Textauszug =>

'''

Wenn sein Boot ganz nahe an einer Kormoran-Kolonie vorbei gleitet, geschieht das so leise, dass die Tiere sich nicht gestört fühlen und nicht aufschrecken. Hier und da macht Bibi uns auf einen Grau- oder Nachtreiher aufmerksam, der unbeweglich auf einem Stein im Flussarm steht, oder auf eine Kamel-Karawane, die oberhalb des Ufers über den Wüstenhang zieht, einem Dorf entgegen.
Ich empfinde das alles als wunderschön, und es ist auch eine Freude, den Kapitän mit seinen eleganten Bewegungen zu beobachten
.
 
Nubische Musik
Bibi tut aber noch mehr für uns. Er ist ein sehr gastfreundlicher Mann, der uns auf seinem Boot mit einem Tablett voller Bananen und Orangen verwöhnt. Außerdem serviert er uns einen „Kakade“, den landestypischen Hibiskustee.

'''

[Auszüge aus einem Datensatz zur Punktbeschriftung]
'''

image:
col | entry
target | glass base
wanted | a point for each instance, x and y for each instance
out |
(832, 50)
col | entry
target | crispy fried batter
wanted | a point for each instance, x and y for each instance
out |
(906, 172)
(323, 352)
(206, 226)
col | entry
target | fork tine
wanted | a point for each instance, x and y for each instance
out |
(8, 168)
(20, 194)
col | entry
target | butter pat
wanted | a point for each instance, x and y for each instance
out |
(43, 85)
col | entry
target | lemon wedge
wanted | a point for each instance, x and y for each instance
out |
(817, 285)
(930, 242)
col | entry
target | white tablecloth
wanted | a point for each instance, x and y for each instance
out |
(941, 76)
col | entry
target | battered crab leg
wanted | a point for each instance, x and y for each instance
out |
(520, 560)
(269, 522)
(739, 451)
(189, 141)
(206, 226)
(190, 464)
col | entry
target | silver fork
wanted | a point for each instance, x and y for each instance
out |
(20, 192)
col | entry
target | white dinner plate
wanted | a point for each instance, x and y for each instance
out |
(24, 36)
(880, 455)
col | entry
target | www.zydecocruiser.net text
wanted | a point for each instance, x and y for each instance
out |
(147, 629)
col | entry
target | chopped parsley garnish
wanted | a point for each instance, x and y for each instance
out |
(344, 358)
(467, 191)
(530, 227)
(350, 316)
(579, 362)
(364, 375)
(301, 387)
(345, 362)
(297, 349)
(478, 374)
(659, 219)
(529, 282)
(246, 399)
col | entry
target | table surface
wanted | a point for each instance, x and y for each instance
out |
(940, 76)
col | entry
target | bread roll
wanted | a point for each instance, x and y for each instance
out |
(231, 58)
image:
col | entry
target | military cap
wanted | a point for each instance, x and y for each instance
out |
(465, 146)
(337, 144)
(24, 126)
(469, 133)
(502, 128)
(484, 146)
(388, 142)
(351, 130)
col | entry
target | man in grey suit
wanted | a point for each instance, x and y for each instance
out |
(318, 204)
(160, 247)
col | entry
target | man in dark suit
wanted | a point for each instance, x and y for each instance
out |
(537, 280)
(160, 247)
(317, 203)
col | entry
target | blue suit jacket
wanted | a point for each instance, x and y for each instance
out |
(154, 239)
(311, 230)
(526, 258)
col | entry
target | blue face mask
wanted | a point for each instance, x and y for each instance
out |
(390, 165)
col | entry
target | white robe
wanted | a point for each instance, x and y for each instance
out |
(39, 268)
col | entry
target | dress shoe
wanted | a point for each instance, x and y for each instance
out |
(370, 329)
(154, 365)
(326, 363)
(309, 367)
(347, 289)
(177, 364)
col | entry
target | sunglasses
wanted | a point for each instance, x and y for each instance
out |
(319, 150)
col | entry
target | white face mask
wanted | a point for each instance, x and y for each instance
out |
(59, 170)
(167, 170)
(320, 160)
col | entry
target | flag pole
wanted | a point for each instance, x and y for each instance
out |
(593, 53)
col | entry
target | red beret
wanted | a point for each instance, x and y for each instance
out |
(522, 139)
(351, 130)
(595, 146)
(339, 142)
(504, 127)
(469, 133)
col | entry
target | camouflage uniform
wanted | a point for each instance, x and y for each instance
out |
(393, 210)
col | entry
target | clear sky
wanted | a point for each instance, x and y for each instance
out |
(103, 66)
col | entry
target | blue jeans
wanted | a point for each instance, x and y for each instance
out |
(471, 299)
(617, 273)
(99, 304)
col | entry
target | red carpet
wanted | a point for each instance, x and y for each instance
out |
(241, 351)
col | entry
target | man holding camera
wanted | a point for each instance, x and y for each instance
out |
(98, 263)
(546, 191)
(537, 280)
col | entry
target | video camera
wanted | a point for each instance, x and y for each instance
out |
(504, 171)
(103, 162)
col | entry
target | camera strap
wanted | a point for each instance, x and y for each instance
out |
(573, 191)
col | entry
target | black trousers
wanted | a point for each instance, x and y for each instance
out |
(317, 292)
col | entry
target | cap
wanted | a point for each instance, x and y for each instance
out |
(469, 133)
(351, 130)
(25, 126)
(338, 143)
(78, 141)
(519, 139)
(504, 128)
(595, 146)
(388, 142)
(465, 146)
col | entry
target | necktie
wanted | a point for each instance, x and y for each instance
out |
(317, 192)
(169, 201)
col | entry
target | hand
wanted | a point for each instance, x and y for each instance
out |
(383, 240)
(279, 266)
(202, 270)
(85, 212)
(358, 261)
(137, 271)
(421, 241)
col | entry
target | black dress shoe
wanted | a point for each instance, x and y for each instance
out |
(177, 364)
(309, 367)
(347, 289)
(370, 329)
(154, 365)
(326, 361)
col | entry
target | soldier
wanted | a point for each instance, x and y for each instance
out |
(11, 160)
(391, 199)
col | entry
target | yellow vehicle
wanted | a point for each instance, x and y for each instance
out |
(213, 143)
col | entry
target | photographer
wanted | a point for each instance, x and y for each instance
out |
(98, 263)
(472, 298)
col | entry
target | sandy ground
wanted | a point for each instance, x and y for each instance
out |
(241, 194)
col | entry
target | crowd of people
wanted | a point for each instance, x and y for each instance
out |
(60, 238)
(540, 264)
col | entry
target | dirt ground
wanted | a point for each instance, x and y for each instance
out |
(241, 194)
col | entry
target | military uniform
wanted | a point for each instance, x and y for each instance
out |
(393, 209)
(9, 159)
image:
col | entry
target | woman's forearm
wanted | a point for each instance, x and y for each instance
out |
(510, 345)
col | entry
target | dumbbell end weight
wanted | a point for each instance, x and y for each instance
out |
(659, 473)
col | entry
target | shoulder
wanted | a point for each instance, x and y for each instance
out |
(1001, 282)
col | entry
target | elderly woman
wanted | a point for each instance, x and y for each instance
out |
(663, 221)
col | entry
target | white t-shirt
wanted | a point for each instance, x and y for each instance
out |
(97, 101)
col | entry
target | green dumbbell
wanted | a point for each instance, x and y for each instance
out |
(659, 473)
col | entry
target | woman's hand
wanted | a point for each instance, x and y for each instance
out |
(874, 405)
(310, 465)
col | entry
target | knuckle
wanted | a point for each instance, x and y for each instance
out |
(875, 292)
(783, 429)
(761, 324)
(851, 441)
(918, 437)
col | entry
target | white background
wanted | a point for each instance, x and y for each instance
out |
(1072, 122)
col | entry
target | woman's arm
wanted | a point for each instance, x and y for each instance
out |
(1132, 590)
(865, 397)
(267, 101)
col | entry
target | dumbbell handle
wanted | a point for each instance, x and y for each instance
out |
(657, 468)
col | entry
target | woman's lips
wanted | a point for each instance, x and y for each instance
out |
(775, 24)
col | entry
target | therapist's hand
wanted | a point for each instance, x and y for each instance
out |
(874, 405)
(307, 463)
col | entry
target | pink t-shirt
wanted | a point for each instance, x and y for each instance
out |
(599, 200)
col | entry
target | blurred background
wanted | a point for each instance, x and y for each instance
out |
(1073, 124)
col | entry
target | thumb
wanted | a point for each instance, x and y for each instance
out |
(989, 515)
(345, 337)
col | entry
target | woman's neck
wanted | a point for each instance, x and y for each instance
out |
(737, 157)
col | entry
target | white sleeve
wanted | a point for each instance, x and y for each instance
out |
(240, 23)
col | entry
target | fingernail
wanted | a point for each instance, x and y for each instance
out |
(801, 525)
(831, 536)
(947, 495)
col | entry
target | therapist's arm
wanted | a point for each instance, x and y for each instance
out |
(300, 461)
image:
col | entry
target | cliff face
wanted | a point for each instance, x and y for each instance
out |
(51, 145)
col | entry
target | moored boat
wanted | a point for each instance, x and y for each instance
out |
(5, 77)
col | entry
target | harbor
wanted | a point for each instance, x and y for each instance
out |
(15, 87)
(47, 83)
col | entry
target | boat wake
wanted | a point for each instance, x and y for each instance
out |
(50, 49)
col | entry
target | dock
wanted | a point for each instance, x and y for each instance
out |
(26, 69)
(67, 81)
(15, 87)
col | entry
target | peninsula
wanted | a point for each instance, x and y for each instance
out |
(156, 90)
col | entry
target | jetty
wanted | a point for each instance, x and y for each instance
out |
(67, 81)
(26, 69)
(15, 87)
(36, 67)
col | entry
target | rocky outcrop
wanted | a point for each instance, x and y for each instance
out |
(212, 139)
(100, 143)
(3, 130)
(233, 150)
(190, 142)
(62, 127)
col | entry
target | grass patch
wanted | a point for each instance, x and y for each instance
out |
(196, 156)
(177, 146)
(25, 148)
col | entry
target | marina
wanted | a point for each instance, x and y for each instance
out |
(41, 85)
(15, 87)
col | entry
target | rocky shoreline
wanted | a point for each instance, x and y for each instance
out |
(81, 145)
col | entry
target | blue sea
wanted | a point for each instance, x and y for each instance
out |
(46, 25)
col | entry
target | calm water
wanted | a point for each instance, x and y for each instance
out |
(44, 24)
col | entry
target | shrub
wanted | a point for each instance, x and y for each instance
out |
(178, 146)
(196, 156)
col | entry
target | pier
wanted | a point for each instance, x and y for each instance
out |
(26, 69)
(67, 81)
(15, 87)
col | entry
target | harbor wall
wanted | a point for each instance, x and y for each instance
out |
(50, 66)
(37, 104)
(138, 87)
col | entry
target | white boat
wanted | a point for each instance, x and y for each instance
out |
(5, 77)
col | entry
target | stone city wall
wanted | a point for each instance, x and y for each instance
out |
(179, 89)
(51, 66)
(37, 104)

'''

Aufgaben =>
A. Nenne alle Tiere, die im Textauszug über die Bootsfahrt mit Kapitän Bibi erwähnt werden.
B. Schreibe den Textauszug über die Bootsfahrt mit Kapitän Bibi im Anschluss an seinen letzten Satz weiter.
Die Auflistung spielt hierfür keine Rolle.

Ergebnisse =>
A. Kormorane, Graureiher, Nachtreiher, Kamele

B.
Wenn Bibi besonders guter Stimmung ist, holt er seine Trommel aus dem Bootsverschlag und singt dazu nubische Weisen. Nubische Musik hat - wie die Musik vieler afrikanischer Volksgruppen - eine alte Tradition. Sie ist fröhlich und lebensbejahend. Eines ihrer typischen Instrumente ist die Duff (eine breite flache Handtrommel), wie sie Bibi benutzt. Die Lieder haben einen eingängigen Rhythmus. Eigentlich singt und spielt man sie zum traditionellen Tanz, der besonders bei Hochzeiten von der nubischen Bevölkerung gepflegt wird. Oft wird in einer Gruppe getanzt. Einen kleinen Eindruck vermittelt ein Video, zu dem es weiter unten einen Link gibt. Junge Musiker entwickelten aber auch modernere nubische Kompositionen, die sogar international bekannt sind.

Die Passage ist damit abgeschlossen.